— What you need to do —
Copy out the stretch from the line containing "of the light" through the end of the data, swapping "cabinet knob" for "drawer knob" and keeping everything else the same. Give only those lines.

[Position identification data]
** Start **

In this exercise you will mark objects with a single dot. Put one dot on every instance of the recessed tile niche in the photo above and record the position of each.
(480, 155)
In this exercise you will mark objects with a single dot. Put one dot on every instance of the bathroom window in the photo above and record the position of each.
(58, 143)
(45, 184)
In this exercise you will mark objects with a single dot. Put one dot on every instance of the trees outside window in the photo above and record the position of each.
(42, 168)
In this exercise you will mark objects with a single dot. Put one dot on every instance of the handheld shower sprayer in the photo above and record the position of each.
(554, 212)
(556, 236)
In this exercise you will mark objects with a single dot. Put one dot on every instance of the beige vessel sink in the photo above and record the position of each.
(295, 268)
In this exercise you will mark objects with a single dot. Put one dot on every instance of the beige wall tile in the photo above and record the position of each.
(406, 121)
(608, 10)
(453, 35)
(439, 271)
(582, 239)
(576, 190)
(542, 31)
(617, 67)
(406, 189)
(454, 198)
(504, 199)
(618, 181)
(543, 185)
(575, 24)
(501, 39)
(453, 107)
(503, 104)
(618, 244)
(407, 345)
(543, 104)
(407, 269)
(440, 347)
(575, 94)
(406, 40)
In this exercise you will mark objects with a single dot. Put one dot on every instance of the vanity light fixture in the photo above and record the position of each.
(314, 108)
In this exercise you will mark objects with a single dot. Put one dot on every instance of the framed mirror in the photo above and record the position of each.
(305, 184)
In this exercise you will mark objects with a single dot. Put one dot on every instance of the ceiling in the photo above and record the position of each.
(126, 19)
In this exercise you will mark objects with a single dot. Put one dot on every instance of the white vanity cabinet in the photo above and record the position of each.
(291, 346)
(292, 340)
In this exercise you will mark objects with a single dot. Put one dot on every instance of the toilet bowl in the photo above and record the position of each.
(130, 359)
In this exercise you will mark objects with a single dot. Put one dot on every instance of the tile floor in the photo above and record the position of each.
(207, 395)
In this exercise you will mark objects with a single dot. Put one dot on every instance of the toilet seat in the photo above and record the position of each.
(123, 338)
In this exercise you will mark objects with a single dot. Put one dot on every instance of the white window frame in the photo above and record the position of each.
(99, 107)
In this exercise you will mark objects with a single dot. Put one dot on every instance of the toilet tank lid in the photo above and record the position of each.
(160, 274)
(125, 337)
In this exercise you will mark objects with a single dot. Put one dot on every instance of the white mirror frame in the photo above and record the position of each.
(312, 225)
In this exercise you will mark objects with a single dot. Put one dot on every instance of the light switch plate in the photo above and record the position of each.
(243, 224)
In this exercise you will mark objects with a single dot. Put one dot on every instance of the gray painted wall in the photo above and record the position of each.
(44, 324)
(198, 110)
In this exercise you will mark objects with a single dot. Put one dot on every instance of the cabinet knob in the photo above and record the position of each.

** End **

— Task solution —
In this exercise you will mark objects with a single dot. Put one dot on every instance of the light switch plate in the photo above and record the position of each.
(243, 224)
In this exercise you will mark objects with a single dot. Put one dot on every instance of the gray painted wall in the photo above and record the position of each.
(44, 324)
(198, 110)
In this exercise you will mark objects with a single dot. Put one dot on every instance of the drawer knob in the photo above and record the position of each.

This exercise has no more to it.